§ Exercise objective: Reproduce all the entries below, substituting "Object" for every "Target" and keeping everything else the same. Omit the pictures from your answer.

:: Working data

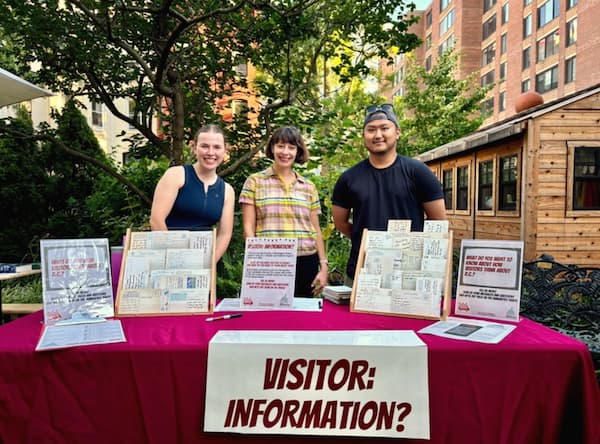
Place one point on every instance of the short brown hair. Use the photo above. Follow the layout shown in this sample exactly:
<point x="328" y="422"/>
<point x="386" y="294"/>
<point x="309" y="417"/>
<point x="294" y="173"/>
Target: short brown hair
<point x="291" y="135"/>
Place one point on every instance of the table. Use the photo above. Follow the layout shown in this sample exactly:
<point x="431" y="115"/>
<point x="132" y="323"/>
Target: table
<point x="7" y="276"/>
<point x="536" y="386"/>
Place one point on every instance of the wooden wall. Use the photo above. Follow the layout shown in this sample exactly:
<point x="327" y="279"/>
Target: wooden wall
<point x="572" y="237"/>
<point x="544" y="219"/>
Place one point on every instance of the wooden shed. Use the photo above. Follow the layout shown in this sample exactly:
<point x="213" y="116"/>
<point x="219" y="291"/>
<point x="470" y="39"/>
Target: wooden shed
<point x="534" y="177"/>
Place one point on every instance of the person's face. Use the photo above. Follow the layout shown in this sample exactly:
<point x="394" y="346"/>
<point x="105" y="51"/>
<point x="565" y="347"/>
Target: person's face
<point x="380" y="136"/>
<point x="284" y="154"/>
<point x="210" y="150"/>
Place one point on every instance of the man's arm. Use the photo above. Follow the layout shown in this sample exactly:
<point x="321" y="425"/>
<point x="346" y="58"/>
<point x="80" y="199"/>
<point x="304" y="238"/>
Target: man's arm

::::

§ Solved exercise:
Place one point on every instance of the short brown hair. Use the photo above. Follow the layout shown in this sample exactly:
<point x="328" y="422"/>
<point x="386" y="294"/>
<point x="309" y="417"/>
<point x="294" y="173"/>
Object: short brown hair
<point x="291" y="135"/>
Place one point on every instance of the table. Use the photo above. Follow the layout shown in this sample exactly:
<point x="431" y="115"/>
<point x="132" y="323"/>
Object: table
<point x="7" y="276"/>
<point x="536" y="386"/>
Place one point on every instance of the wooden wall. Use the photo above. Follow the layout shown in this sample exactly:
<point x="327" y="279"/>
Object: wooden wall
<point x="572" y="237"/>
<point x="544" y="219"/>
Place one point on every instance of the wooden shed. Use the photo above. Follow the layout shown in this sample exactly:
<point x="213" y="116"/>
<point x="219" y="291"/>
<point x="470" y="39"/>
Object: wooden shed
<point x="534" y="177"/>
Place one point on every instance of the person's face. Use the photo above. Follow the layout shown in this sample exactly:
<point x="394" y="346"/>
<point x="105" y="51"/>
<point x="565" y="347"/>
Object: person's face
<point x="380" y="136"/>
<point x="284" y="154"/>
<point x="210" y="150"/>
Place one point on every instance of the man's arm. Use the photo above. Follow the layout shown in this sample exactly:
<point x="321" y="425"/>
<point x="346" y="58"/>
<point x="80" y="199"/>
<point x="304" y="238"/>
Object: man's arm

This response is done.